_Tasks to carry out:_
1. Copy from the court opinion word for word, starting with "(1) surprise to" and going on through "(7th Cir. 1979)).".
2. Carry on the court opinion from the point where it ends.

_Extract provided:_
## begin

Having found that William conspired with Alicia, we need not inquire as to whether other individuals named in the indictment were also members of the conspiracy since they are not parties to this appeal. Even if William could show, for example, that he and Viart had not conspired together, this would not constitute a fatal variance. See United States v. Wozniak, 781 F.2d 95, 97 (7th Cir. 1985) (" [A] jury may be told to convict a defendant who committed some variant of the events charged in the indictment, so long as the variant is also illegal."). It is important to remember that " [t]he crime of conspiracy focuses on agreements, not groups." United States v. Townsend, 924 F.2d 1385, 1389 (7th Cir. 1991). For William, there is sufficient evidence of a conspiracy to sustain his conviction.

Moreover, we find that even if there was a variance, William has failed to make the required showing of prejudice. United States v. Collins, 966 F.2d 1214, 1221 (7th Cir. 1992); Townsend, 924 F.2d at 1390. A number of factors determine if the defendant was prejudiced by a variance:

(1) surprise to the defendant resulting from the variance, (2) possibility of subsequent prosecution for the same offense, (3) likelihood of jury confusion as measured by the number of conspirators charged and the number of separate conspiracies proven, and (4) likelihood of jury confusion in light of the instructions given the jury limiting or excluding the use of certain evidence not relating to the defendant.

Townsend, 924 F.2d at 1410-11 (quoting United States v. Lindsey, 602 F.2d 785, 787 (7th Cir. 1979)).

## end

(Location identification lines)
## begin

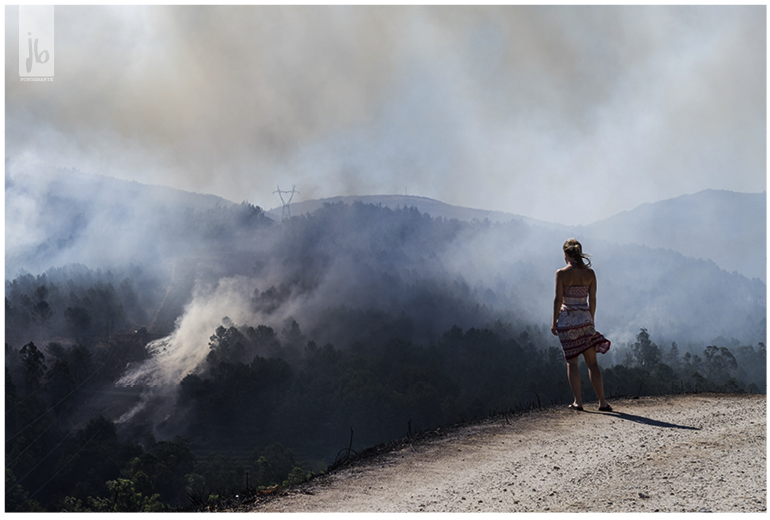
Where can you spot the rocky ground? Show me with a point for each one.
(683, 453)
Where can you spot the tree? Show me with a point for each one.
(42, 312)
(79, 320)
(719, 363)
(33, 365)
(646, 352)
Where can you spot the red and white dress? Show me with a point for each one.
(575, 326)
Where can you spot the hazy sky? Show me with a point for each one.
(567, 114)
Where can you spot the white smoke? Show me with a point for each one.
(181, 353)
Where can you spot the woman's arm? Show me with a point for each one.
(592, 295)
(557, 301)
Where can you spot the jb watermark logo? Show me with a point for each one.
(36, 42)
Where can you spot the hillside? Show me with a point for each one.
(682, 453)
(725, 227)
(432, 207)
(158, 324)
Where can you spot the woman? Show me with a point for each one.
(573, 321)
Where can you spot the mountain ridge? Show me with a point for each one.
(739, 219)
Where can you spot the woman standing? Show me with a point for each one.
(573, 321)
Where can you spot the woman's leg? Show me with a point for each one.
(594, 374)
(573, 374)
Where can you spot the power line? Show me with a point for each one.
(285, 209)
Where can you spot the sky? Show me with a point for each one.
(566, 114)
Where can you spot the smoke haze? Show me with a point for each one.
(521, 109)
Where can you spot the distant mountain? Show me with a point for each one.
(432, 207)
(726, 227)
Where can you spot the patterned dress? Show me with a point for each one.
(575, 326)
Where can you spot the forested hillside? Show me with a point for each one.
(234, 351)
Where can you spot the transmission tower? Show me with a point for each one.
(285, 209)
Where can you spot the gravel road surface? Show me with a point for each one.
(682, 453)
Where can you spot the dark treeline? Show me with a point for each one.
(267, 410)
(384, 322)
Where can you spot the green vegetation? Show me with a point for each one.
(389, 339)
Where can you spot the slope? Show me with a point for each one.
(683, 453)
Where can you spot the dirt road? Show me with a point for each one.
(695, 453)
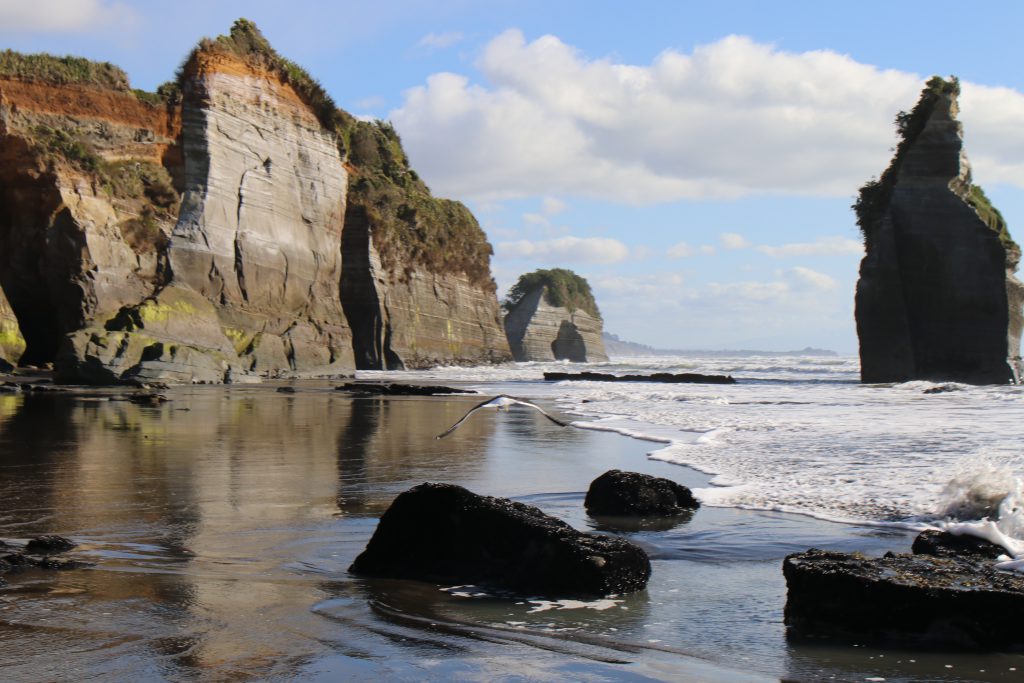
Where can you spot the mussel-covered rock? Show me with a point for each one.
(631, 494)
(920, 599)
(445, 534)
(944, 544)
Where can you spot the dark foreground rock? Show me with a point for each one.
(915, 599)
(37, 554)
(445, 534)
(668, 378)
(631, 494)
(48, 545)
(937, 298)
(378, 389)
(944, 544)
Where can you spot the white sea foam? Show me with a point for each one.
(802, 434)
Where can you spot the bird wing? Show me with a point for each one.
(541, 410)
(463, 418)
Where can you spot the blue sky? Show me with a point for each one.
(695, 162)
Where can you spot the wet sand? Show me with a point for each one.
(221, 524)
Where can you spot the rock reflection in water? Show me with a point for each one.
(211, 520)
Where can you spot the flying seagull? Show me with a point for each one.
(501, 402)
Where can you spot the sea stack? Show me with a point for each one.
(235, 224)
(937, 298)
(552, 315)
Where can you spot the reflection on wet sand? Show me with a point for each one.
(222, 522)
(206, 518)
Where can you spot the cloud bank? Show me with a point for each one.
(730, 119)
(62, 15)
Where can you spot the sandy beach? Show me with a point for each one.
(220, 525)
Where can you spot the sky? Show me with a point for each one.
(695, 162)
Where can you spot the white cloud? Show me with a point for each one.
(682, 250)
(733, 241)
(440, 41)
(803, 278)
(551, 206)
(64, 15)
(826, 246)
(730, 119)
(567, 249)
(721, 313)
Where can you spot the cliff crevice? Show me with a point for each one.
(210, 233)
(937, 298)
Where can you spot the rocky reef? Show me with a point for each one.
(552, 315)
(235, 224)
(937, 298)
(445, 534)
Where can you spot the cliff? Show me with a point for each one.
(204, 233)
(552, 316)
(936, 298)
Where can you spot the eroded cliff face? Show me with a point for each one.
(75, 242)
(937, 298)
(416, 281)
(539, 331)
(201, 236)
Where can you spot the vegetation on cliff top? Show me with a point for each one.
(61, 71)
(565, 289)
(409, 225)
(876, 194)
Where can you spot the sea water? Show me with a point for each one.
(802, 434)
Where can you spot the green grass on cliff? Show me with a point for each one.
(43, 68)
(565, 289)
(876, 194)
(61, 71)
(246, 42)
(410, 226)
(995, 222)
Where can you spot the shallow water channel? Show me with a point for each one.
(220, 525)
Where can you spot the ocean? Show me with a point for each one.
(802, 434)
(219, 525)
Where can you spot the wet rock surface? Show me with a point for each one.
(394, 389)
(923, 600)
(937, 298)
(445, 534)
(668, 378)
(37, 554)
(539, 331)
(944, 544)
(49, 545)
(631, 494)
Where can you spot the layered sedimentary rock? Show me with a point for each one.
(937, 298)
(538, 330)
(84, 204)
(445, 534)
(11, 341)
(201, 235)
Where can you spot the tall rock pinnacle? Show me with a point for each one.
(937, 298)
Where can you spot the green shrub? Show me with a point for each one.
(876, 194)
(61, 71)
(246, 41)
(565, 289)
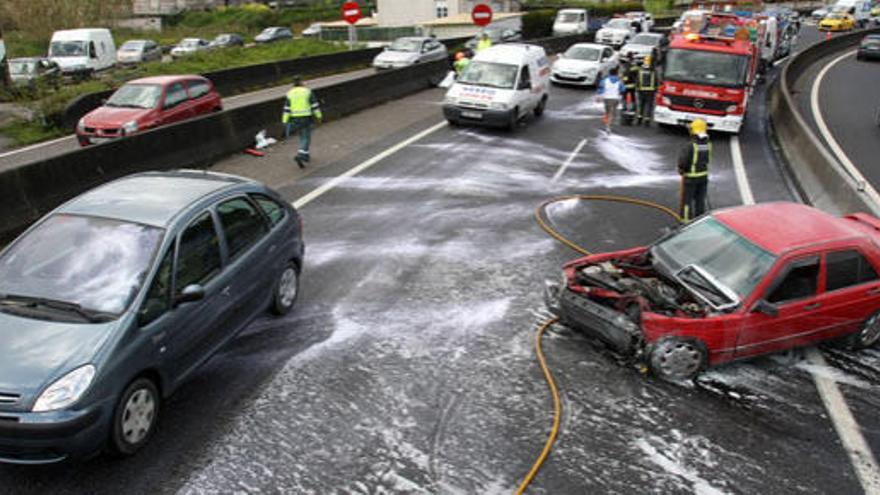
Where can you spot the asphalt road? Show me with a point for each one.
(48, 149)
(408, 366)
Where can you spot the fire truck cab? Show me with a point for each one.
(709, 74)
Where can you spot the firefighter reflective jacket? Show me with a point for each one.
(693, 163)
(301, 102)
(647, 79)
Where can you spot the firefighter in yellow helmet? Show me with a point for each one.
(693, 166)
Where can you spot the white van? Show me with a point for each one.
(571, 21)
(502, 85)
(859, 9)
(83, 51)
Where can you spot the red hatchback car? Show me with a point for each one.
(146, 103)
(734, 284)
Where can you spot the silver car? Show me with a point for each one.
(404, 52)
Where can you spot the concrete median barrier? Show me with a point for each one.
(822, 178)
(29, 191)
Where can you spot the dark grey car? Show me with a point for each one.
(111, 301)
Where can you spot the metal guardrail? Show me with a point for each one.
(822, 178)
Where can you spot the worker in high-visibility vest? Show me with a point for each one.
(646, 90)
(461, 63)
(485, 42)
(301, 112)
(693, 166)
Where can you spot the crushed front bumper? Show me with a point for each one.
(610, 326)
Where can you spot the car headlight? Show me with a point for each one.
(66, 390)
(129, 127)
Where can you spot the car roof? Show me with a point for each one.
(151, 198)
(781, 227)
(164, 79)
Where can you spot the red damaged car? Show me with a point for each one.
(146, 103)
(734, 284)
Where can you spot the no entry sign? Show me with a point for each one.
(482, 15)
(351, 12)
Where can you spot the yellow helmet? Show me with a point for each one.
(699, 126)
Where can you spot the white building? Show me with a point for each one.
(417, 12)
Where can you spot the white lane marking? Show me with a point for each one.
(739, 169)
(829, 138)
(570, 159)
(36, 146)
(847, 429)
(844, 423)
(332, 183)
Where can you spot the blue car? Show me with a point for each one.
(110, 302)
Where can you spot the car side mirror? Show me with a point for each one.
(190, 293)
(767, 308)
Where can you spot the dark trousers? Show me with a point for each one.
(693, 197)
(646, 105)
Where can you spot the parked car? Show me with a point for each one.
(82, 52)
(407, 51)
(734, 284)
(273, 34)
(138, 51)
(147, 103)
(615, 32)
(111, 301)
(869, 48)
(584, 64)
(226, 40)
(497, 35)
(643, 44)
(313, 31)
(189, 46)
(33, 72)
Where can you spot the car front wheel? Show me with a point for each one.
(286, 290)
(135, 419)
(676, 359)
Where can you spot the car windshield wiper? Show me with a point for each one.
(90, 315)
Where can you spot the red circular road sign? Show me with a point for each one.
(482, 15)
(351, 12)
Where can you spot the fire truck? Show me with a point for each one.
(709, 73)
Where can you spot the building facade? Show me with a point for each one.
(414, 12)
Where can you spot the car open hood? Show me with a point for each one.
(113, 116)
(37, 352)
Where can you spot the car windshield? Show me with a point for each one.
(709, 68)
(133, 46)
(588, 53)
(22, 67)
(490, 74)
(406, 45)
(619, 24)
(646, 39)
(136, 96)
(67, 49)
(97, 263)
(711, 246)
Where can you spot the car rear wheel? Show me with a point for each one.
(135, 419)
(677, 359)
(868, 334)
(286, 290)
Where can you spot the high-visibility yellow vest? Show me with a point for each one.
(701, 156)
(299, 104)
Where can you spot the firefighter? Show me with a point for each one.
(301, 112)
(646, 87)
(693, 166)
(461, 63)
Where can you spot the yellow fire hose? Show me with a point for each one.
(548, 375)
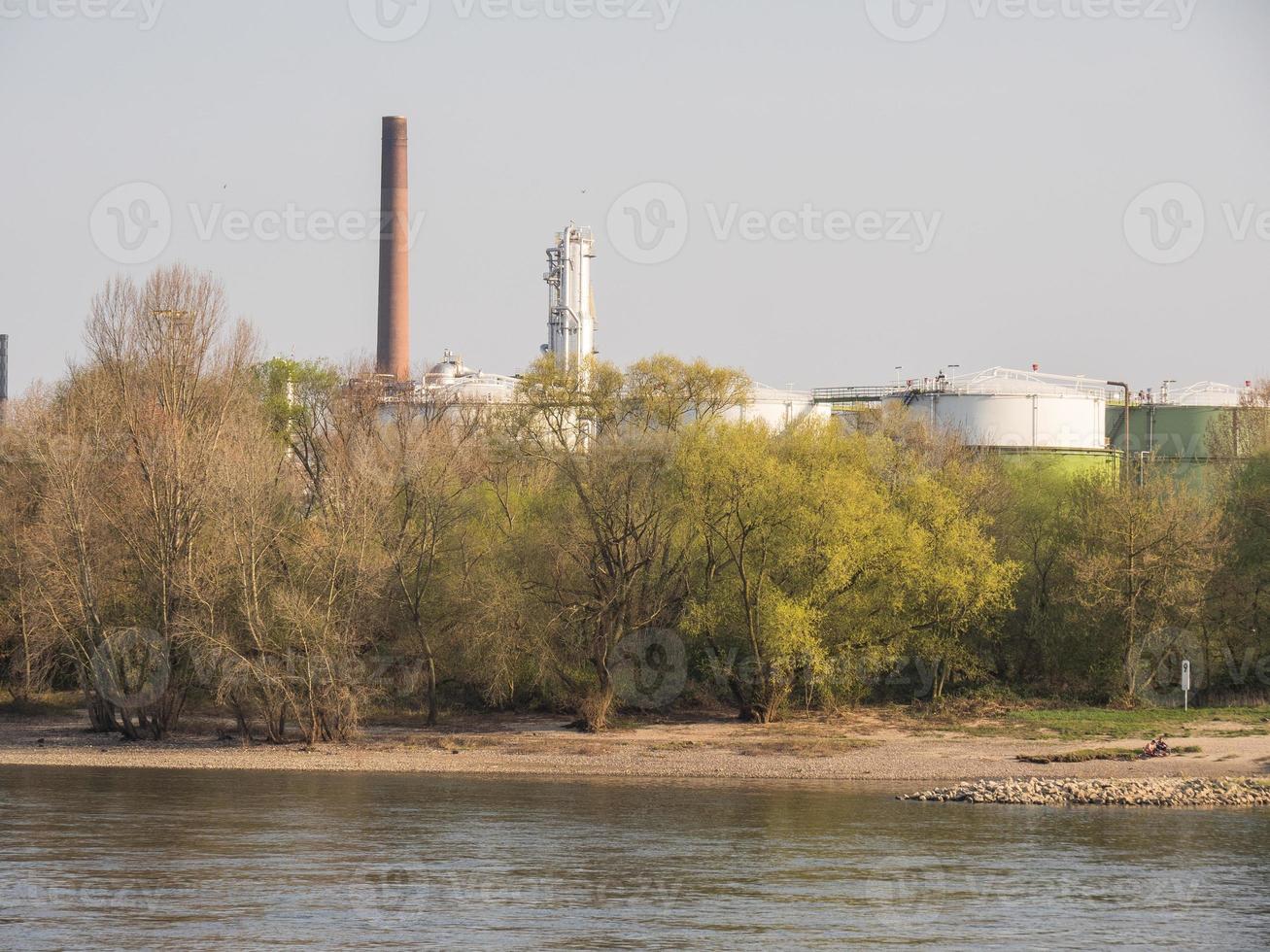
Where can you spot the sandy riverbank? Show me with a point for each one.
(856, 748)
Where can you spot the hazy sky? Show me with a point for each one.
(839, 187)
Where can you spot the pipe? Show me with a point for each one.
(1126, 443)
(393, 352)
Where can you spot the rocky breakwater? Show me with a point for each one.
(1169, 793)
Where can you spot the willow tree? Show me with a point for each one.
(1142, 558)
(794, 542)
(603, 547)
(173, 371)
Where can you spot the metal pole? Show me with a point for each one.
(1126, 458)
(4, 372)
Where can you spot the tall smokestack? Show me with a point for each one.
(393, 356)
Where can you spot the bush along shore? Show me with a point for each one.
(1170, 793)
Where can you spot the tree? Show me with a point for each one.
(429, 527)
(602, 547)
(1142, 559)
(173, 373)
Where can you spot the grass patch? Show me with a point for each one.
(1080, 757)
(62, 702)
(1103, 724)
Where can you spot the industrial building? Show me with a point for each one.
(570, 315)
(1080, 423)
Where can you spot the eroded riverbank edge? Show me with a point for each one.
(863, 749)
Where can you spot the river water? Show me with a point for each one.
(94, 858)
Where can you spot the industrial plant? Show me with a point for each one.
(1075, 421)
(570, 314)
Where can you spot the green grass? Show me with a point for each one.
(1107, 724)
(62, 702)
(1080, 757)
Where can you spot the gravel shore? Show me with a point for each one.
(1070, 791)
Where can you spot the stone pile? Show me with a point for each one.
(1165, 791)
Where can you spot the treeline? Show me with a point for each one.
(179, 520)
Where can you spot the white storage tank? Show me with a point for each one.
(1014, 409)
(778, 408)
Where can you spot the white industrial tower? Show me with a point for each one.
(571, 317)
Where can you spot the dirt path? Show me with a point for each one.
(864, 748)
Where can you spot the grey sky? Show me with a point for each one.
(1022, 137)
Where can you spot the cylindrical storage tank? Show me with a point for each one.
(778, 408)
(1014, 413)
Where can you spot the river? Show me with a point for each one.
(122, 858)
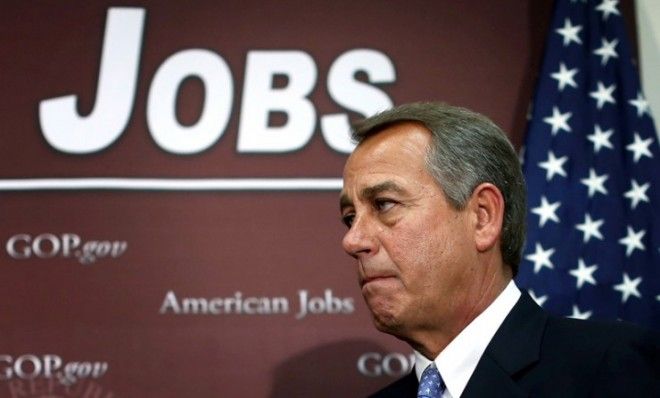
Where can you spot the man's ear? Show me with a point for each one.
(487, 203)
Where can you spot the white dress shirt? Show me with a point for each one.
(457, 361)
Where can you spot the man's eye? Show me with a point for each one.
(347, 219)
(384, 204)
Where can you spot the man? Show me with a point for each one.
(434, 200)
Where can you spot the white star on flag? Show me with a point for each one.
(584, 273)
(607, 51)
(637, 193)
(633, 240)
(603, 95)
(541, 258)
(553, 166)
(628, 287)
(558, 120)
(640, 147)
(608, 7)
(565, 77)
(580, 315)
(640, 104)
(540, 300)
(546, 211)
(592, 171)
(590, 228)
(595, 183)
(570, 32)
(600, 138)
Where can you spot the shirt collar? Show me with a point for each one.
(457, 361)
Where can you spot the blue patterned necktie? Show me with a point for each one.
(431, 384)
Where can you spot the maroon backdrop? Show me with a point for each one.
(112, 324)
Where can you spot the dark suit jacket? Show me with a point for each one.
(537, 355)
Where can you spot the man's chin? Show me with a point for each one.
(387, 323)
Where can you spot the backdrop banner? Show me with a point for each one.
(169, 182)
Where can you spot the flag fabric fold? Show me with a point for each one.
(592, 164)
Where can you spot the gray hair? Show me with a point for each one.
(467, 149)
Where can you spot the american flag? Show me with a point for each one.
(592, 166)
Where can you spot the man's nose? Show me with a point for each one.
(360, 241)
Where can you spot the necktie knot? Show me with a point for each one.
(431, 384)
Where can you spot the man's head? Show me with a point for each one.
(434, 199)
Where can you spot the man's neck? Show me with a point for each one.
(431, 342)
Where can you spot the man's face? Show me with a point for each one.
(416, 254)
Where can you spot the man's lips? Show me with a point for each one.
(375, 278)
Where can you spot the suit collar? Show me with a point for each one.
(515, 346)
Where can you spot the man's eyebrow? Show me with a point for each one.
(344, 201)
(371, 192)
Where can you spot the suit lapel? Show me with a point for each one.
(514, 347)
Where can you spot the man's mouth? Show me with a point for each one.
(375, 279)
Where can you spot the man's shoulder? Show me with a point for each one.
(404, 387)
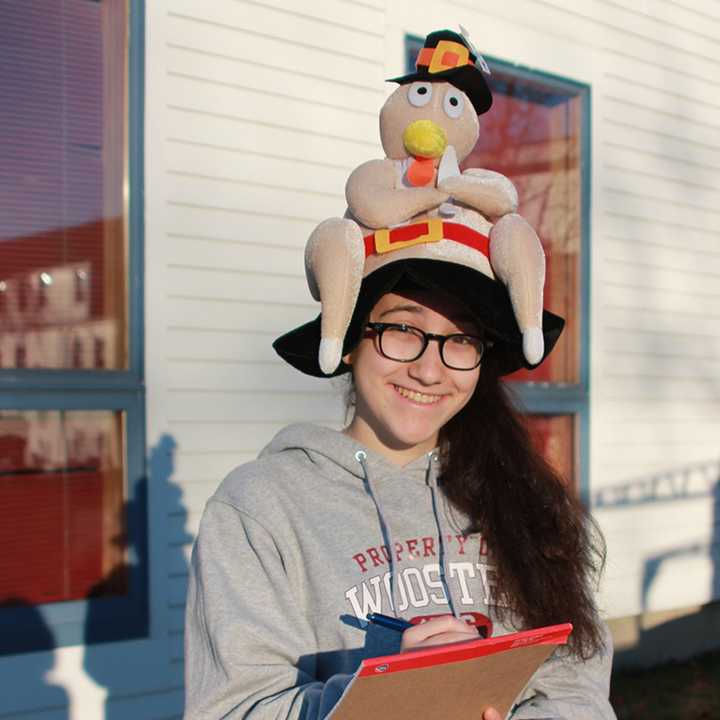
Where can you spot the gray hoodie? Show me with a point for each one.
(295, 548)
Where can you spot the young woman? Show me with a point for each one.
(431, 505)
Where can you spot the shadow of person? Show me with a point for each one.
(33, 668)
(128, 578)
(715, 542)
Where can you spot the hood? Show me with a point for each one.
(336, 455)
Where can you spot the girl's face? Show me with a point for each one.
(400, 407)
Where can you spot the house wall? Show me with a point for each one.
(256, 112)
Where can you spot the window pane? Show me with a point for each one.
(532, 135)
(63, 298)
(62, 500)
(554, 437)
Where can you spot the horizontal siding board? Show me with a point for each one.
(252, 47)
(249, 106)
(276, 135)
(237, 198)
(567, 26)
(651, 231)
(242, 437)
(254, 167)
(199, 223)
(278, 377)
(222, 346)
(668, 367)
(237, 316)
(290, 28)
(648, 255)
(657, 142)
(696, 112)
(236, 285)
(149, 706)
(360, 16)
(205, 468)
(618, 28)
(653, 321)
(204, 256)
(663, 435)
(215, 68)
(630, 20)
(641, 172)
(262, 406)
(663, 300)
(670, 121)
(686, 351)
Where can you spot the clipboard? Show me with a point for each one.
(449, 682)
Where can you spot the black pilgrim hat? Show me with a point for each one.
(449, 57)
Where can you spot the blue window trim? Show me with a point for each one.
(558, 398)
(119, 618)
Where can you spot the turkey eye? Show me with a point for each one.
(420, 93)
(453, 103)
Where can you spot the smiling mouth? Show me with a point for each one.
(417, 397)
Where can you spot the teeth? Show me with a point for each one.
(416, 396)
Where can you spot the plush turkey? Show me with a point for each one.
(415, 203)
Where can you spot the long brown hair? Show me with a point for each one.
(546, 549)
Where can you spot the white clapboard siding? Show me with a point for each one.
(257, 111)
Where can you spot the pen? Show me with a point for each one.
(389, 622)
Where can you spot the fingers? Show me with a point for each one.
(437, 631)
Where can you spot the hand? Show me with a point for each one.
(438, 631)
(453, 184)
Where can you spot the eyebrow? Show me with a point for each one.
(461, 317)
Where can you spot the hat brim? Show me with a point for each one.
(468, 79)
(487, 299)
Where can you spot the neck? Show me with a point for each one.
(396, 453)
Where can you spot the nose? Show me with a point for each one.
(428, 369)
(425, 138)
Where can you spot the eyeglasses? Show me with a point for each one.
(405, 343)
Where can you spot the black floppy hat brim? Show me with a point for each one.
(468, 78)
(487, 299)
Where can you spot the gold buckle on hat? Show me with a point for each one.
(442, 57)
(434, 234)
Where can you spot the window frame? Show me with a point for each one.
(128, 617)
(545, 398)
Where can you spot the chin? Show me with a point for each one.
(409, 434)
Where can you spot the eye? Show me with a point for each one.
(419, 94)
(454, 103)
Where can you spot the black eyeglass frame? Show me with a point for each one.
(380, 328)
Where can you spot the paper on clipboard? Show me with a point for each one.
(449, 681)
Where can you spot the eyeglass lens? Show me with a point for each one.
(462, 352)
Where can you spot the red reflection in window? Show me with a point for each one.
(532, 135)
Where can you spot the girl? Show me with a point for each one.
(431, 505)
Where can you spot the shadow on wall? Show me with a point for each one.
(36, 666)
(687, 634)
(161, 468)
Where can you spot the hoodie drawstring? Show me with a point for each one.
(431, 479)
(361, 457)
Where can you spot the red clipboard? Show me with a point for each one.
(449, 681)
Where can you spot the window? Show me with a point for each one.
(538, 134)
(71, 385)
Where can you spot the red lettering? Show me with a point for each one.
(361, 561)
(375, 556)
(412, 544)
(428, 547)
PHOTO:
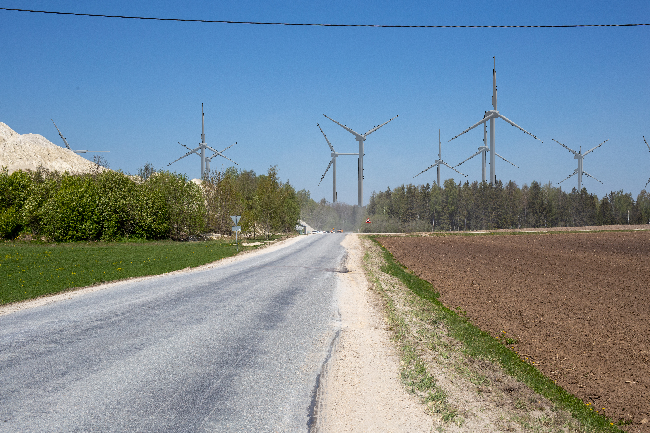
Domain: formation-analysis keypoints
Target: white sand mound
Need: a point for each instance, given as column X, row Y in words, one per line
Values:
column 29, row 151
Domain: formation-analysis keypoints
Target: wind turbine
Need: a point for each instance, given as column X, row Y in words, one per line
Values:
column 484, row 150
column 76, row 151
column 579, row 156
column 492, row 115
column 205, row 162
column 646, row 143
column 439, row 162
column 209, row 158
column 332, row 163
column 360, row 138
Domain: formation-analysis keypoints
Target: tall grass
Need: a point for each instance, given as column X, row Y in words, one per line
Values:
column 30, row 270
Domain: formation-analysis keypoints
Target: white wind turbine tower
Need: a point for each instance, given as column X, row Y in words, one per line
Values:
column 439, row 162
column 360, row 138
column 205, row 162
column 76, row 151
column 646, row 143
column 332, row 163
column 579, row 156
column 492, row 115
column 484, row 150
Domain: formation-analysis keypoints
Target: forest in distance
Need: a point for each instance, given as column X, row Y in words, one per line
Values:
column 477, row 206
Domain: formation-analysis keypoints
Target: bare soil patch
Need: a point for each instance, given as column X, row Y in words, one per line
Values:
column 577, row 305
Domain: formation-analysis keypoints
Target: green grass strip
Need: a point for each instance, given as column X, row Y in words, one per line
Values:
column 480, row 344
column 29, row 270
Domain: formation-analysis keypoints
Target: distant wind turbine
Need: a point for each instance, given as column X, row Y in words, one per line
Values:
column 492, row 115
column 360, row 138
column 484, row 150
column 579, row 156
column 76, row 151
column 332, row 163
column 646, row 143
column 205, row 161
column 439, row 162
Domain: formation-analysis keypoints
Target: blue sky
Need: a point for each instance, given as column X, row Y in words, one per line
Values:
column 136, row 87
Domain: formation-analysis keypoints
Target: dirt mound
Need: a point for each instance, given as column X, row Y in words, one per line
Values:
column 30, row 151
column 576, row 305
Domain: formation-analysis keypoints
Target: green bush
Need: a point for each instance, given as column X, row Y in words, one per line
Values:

## end

_Responses to the tasks:_
1.
(1) surprise to the defendant resulting from the variance, (2) possibility of subsequent prosecution for the same offense, (3) likelihood of jury confusion as measured by the number of conspirators charged and the number of separate conspiracies proven, and (4) likelihood of jury confusion in light of the instructions given the jury limiting or excluding the use of certain evidence not relating to the defendant.

Townsend, 924 F.2d at 1410-11 (quoting United States v. Lindsey, 602 F.2d 785, 787 (7th Cir. 1979)).

2.
William claims to have been prejudiced in several ways. First, he argues that the single conspiracy charge allowed the government to introduce certain hearsay statements by Gloria under Federal Rule of Evidence 801(d) (2) (E). He refers to statements made by him and Alicia to Gloria, but he does not specify which statements he means. As such, there is no way to decide whether he was prejudiced in this manner.3 

Second, William argues that the single conspiracy charge allowed the government to introduce evidence of crimes committed by Gato, Concepcion, and Jungo. Although the district court apparently did not give the jury any limiting instructions on the use of evidence not relating to William, see R.Doc. 22, William has nevertheless failed to show that this error affected his "substantial rights." Lindsey, 602 F.2d at 788. It is unlikely that the jury was confused by the evidence of these crimes since the case was not particularly complex, see Blumenthal v. United States, 332 U.S. 539 (1947), and in light of William's own criminal activities, those of Gato, Concepcion, and Jungo are unlikely to have substantially swayed the jury. Therefore, even if a variance existed, it was harmless.

The police found a loaded .38 caliber revolver and a box of ammunition while executing a search warrant at the Smalls' residence. Tr. 179-82. The jury convicted William of being a felon in possession of a firearm. 18 U.S.C. § 922(g) (1). On appeal, William challenges this conviction. Specifically, William argues that, by asking a question of one of the witnesses, the district judge effectively made a finding as to one of the elements of the offense, namely that the firearm had travelled in or affected interstate commerce.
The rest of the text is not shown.